== Task instructions ==
Print the lines from the very first one up to and including the line containing "POLYGON ((63 172, 69". Reproduce them unchanged.

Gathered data
━━━━━━━━━━
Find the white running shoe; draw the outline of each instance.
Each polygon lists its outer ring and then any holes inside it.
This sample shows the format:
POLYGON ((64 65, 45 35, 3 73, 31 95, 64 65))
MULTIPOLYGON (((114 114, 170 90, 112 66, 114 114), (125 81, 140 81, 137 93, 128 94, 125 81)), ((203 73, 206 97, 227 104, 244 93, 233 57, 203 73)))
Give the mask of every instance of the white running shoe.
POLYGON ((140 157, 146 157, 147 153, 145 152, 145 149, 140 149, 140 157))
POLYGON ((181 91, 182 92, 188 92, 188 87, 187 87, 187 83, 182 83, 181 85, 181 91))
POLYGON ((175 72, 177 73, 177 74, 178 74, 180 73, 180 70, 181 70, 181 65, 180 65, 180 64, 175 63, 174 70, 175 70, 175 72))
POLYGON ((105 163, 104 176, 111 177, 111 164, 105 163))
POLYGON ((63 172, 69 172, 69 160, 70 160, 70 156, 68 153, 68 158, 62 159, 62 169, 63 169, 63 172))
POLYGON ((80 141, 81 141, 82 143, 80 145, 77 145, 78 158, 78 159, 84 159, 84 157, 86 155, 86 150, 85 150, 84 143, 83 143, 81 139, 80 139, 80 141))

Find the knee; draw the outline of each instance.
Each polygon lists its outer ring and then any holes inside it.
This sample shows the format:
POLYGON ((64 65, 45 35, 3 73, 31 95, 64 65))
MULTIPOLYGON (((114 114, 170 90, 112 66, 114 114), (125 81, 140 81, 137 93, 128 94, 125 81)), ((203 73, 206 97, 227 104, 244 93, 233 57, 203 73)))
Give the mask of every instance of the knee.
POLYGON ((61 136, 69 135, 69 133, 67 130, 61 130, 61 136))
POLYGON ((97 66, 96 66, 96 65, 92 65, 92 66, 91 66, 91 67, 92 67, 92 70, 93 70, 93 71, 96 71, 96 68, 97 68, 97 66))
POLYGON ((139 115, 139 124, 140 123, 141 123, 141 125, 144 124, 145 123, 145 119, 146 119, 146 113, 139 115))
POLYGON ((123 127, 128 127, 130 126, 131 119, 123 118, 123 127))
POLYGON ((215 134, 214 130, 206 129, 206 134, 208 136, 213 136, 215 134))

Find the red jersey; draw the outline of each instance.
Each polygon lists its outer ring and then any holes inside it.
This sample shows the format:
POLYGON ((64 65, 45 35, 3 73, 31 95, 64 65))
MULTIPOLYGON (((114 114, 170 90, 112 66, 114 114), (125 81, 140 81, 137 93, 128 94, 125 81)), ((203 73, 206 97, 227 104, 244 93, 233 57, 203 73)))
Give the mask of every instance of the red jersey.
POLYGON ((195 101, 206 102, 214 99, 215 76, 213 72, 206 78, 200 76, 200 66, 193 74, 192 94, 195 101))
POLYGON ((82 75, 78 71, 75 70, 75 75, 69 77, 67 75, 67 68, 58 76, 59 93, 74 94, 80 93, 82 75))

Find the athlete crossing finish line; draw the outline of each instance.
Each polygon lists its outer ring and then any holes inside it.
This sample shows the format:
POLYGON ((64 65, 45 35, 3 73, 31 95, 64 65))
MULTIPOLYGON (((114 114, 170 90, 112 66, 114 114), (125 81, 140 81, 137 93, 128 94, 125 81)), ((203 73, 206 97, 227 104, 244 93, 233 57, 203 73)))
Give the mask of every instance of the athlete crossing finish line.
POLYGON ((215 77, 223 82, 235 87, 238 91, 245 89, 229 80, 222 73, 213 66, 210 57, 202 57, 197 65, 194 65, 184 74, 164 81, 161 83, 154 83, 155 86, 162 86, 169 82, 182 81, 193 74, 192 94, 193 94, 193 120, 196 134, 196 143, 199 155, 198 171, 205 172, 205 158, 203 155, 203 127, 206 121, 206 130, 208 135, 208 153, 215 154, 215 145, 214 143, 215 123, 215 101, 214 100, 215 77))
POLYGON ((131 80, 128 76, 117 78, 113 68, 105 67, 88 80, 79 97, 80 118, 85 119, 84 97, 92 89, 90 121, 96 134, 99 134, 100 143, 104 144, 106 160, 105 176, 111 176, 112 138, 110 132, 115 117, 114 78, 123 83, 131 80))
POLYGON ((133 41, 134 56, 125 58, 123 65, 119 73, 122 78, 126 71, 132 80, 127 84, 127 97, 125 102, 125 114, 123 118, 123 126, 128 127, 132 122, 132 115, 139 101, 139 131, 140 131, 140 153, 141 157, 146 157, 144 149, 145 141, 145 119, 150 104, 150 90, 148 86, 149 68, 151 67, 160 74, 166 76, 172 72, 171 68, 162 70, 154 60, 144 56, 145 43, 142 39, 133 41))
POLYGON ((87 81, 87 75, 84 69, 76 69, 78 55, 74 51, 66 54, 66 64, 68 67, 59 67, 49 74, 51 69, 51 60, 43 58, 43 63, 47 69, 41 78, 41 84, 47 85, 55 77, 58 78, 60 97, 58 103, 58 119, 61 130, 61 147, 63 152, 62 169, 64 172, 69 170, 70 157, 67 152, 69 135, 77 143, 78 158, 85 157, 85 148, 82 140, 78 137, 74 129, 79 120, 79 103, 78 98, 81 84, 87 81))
━━━━━━━━━━
== Task response ==
Find the white running shoe; draw the outline of each instance.
Each polygon lists its outer ring and then any holes inside it.
This sample shows the format:
POLYGON ((64 65, 45 35, 3 73, 31 95, 64 65))
MULTIPOLYGON (((114 114, 170 90, 112 66, 114 114), (125 81, 140 81, 137 93, 128 94, 125 81)), ((203 73, 206 97, 227 104, 244 93, 233 57, 203 73)))
Give the mask of every instance of the white running shoe.
POLYGON ((140 157, 146 157, 147 153, 145 152, 145 149, 140 149, 140 157))
POLYGON ((181 91, 182 92, 188 92, 188 87, 187 87, 187 83, 182 83, 181 85, 181 91))
POLYGON ((175 72, 177 73, 177 74, 178 74, 180 73, 180 70, 181 70, 181 65, 180 65, 180 64, 175 63, 174 70, 175 70, 175 72))
POLYGON ((105 163, 104 176, 111 177, 111 164, 105 163))
POLYGON ((63 172, 69 172, 69 160, 70 160, 70 156, 68 153, 68 158, 62 159, 62 169, 63 169, 63 172))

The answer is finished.